Published 01 April 2014
The latest IPCC report (working group II, AR5) released yesterday found with ‘high confidence’ that there will be ‘significant change in community composition and structure of coral reef systems in Australia…the ability of corals to adapt naturally to rising temperatures and acidification appears limited and insufficient to offset the detrimental effects’. These changes have been exacerbated by rising levels of atmospheric carbon dioxide (CO2). For a few days in May of last year, CO2 levels exceeded a crucial milestone of 400 parts per million (ppm). These conditions haven’t been seen for over 3 million years, since the last major climactic event that had significant repercussions for biodiversity worldwide. A few weeks ago, CO2 again reached above 400ppm, and for the first time is forecasted to remain at this level for the next few months. It’s important to understand where this data comes from, what it means for our reef and how microscopic organisms can help us.
The longest running monitoring program of atmospheric CO2 exists in Mauna Loa, Hawaii, where scientists have been monitoring daily changes in the atmosphere since March 1958. These data have formed one of the most convincing pieces of evidence of anthropogenic fossil fuel emission effects on the atmosphere, known as the Keeling Curve.
Within this increasing trend of CO2, there are natural fluctuations that occur in the atmosphere due to seasonal changes. The greater land mass in the northern hemisphere takes up more CO2 in the spring and summer months due to increased photosynthesis by terrestrial plants, causing an annual decrease in the June-August months.

......

— BRIEF 1 —
In the entries, write out again the lines from the line with "One dot marks each instance of the small" up to and including the line with "[(362, 311), (62, 304)]", requests included, offsetting every coordinate in the answers by 67.

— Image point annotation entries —

......

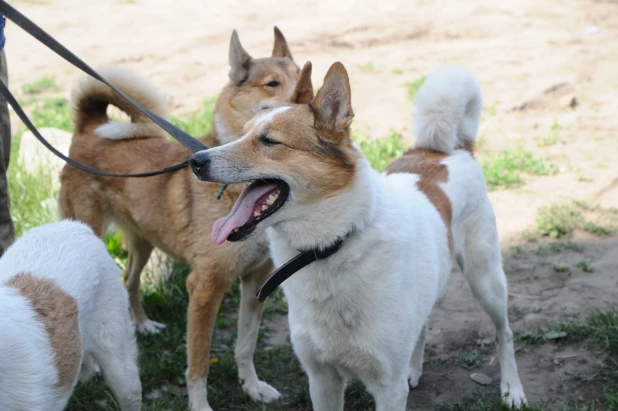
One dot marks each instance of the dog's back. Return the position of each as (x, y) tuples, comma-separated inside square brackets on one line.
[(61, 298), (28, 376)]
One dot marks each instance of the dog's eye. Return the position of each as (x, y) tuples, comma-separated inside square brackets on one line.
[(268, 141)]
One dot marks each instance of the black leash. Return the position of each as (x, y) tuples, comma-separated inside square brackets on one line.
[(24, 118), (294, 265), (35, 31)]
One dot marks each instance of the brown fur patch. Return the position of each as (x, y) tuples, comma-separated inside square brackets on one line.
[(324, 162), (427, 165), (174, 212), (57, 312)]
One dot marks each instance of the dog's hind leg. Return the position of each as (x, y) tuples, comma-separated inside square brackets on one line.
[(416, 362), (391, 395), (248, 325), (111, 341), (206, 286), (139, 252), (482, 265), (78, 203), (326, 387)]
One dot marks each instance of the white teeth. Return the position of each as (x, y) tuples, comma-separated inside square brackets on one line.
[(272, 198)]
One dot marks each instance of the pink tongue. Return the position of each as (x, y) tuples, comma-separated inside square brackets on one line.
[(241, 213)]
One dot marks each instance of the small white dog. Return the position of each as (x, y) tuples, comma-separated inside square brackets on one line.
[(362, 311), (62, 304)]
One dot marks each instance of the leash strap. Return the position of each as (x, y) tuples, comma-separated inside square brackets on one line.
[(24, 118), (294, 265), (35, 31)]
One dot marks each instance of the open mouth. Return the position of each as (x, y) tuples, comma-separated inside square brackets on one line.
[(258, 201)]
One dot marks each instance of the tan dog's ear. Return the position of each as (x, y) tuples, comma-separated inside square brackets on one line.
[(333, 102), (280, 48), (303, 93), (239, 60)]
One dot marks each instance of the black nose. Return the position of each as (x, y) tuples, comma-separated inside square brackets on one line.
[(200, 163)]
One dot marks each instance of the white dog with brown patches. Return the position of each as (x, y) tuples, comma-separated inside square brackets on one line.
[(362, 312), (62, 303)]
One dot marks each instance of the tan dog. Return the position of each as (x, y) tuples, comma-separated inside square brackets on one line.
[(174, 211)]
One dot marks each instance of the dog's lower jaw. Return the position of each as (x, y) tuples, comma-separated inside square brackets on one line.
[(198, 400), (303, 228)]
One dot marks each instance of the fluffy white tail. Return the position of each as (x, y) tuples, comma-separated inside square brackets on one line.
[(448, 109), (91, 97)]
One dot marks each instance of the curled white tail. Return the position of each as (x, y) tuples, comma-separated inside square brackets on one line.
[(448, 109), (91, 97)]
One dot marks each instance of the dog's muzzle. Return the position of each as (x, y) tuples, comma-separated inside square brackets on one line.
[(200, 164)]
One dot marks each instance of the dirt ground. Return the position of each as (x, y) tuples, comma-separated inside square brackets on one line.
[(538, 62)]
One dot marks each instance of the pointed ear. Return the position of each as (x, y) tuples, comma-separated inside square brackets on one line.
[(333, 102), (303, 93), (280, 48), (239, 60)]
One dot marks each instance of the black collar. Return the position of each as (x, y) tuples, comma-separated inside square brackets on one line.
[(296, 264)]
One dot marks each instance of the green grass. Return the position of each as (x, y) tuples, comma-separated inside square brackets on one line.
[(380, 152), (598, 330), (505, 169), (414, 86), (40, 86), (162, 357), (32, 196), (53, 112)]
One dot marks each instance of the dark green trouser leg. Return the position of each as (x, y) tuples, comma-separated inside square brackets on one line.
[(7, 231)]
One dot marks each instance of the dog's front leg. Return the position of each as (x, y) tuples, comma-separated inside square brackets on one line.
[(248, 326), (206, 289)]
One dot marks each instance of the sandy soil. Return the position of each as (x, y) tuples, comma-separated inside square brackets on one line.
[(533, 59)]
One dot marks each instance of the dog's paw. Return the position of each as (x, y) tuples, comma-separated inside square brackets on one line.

......

— BRIEF 2 —
Which calendar months are named by name in the coral reef and CO2 text?

— WRITTEN ANSWER 1 —
One dot marks each instance of the small white dog. Return the position of each as (x, y) tuples, comma-separated inside square brackets on one line.
[(429, 378), (129, 371)]

— WRITTEN ANSWER 2 —
April, May, March, June, August